Please rewrite the items from the line that has "point: roof antenna" through the end of the items, keeping every line. Scale each coordinate in the answers by 0.7 and round to whole numbers, with halves rounded up.

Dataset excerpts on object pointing
*-*-*

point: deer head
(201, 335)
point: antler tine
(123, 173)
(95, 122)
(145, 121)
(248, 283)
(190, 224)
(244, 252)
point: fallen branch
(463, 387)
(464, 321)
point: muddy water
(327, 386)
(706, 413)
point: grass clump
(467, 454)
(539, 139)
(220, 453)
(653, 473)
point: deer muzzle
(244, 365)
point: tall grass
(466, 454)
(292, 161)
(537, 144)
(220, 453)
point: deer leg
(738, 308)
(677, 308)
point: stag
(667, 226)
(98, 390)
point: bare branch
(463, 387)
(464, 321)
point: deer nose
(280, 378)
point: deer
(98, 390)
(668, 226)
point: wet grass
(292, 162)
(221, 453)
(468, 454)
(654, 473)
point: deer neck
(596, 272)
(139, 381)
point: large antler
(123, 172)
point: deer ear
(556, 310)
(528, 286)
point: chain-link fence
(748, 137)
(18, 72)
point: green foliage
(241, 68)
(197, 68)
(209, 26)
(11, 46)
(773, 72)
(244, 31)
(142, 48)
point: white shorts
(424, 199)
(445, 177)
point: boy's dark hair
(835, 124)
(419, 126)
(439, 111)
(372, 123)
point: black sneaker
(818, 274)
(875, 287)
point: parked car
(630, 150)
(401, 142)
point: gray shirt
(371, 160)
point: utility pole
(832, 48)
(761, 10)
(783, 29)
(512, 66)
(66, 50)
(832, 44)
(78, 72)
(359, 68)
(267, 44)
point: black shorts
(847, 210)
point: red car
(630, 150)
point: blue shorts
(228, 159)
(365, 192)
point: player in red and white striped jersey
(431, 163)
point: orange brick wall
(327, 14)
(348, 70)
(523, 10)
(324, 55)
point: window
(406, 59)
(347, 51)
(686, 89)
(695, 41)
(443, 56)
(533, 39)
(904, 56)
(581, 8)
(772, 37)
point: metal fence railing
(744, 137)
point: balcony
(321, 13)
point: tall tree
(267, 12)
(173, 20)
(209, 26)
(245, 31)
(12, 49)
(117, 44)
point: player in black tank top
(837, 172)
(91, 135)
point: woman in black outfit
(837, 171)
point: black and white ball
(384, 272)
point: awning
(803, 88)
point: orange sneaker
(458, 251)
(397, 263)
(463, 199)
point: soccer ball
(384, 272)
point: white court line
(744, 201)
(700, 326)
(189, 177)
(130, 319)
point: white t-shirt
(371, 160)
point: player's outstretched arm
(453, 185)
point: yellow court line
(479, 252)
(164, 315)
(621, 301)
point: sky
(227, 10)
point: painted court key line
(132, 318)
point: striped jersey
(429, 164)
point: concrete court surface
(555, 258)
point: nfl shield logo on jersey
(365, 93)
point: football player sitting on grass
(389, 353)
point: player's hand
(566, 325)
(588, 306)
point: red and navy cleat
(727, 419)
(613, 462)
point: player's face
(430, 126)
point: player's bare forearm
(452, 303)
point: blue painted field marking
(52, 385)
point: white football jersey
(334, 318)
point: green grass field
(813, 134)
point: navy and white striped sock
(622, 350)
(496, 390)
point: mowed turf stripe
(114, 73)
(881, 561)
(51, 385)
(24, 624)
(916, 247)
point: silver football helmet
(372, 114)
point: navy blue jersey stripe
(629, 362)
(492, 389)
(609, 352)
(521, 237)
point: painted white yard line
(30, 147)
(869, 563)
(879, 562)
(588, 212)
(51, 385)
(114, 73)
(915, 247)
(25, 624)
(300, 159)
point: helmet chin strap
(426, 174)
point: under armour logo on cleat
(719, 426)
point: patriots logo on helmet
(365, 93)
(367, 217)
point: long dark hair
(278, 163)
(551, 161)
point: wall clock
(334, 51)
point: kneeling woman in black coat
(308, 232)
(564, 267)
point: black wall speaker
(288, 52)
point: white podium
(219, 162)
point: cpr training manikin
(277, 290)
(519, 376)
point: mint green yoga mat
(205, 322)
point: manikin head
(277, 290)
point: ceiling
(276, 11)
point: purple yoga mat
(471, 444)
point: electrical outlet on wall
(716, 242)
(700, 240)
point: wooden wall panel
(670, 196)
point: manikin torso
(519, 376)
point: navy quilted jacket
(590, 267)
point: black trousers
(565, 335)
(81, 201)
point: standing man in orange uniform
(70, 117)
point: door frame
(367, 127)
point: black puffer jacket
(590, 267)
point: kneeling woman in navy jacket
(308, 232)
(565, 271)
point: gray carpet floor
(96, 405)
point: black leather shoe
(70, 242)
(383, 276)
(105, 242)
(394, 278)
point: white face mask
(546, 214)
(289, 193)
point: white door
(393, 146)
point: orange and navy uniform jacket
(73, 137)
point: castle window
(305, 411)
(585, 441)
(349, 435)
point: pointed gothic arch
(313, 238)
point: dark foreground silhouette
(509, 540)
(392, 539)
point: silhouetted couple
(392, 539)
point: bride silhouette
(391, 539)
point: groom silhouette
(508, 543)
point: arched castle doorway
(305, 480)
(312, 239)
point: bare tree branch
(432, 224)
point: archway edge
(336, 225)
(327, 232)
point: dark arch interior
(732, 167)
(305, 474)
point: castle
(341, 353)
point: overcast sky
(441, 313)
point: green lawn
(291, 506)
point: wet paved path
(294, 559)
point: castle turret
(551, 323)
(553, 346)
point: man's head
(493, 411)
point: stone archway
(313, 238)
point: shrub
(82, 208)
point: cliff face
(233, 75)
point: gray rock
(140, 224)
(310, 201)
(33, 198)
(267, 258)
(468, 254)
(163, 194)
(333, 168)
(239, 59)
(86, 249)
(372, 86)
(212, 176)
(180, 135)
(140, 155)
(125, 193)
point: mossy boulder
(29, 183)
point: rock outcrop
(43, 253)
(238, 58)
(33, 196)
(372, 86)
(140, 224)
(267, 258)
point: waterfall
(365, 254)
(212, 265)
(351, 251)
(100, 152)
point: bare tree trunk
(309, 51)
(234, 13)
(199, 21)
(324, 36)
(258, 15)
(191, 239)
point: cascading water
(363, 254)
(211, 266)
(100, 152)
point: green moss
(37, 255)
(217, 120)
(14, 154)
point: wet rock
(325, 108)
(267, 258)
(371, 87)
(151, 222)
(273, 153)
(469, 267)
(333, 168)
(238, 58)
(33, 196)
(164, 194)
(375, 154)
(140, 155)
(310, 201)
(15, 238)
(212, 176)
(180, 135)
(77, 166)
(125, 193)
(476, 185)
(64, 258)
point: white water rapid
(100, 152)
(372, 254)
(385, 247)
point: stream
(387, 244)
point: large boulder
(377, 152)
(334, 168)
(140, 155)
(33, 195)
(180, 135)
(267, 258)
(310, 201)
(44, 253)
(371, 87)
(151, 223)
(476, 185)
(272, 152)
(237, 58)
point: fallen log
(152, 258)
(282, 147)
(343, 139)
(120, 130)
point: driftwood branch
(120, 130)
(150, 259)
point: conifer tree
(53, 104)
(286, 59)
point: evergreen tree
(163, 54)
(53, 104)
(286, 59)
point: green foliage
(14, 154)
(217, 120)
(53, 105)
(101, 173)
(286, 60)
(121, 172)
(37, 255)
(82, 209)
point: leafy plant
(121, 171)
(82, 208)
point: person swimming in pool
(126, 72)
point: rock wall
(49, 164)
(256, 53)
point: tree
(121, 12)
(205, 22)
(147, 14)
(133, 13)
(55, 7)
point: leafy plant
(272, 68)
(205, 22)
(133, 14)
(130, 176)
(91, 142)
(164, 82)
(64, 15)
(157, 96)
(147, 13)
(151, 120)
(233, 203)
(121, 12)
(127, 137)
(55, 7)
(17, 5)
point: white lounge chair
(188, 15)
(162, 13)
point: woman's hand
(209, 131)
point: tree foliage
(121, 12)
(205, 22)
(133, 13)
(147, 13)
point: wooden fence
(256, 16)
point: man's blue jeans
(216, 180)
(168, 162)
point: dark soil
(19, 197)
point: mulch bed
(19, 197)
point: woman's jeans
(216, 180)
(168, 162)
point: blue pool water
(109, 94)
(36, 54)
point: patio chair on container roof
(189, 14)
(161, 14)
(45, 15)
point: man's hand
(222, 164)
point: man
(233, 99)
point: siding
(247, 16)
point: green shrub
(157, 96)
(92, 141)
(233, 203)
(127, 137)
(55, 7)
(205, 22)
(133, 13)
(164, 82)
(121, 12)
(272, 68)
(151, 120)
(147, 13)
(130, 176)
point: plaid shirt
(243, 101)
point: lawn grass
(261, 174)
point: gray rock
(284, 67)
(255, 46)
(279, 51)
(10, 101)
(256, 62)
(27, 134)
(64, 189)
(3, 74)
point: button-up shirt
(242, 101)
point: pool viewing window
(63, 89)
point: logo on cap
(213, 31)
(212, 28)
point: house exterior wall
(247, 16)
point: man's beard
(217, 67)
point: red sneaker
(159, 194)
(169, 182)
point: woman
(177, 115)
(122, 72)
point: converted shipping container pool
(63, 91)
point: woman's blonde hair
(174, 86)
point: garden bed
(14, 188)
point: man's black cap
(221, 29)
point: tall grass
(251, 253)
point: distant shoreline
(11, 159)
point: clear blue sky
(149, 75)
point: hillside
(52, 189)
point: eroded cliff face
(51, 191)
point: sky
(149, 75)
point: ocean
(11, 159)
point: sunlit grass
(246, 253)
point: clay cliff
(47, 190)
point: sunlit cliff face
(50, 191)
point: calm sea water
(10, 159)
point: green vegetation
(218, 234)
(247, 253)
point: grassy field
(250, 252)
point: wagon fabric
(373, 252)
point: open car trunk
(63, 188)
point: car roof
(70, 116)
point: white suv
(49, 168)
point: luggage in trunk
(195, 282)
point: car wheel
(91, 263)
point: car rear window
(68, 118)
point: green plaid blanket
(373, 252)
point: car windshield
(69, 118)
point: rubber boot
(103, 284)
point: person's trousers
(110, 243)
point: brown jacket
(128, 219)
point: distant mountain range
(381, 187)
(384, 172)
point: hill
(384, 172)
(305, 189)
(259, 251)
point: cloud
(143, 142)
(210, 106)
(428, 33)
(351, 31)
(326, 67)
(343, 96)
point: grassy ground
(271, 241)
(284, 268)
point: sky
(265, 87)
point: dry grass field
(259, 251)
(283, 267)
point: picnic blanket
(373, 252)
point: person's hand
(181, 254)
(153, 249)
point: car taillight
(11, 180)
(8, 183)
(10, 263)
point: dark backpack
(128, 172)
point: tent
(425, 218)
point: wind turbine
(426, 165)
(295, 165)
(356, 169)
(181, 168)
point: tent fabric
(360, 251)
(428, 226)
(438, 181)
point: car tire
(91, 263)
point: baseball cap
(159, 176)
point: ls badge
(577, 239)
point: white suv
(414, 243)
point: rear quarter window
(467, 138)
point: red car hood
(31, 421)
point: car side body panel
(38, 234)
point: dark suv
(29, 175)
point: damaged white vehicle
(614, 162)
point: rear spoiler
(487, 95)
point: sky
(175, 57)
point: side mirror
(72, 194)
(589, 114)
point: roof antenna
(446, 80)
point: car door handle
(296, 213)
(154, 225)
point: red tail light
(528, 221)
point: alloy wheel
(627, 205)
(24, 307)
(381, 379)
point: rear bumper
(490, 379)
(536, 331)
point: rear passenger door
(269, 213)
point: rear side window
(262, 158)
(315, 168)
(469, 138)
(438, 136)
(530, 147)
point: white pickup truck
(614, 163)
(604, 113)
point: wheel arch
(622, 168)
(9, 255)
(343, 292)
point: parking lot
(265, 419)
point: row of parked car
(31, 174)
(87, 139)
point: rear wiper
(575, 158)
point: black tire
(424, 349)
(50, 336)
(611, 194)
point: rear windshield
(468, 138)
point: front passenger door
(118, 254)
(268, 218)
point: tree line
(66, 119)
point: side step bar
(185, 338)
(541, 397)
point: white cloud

*-*-*

→ **Solution below**:
point: roof antenna
(312, 56)
point: car door handle
(207, 149)
(108, 158)
point: red tail light
(370, 155)
point: alloy wheel
(439, 144)
(17, 215)
(267, 265)
point: rear bumper
(343, 265)
(375, 232)
point: rear passenger door
(188, 149)
point: rear side window
(183, 111)
(221, 118)
(328, 97)
(307, 95)
(371, 103)
point: white pickup truck
(430, 114)
(423, 79)
point: wheel arch
(435, 118)
(6, 179)
(240, 204)
point: parking lot
(186, 293)
point: row of parked car
(22, 122)
(61, 97)
point: rear wiper
(403, 111)
point: black tire
(297, 244)
(35, 235)
(428, 136)
point: rear windshield
(328, 97)
point: front passenger door
(83, 178)
(188, 153)
point: tree line
(46, 83)
point: side step bar
(130, 237)
(379, 278)
point: white cloud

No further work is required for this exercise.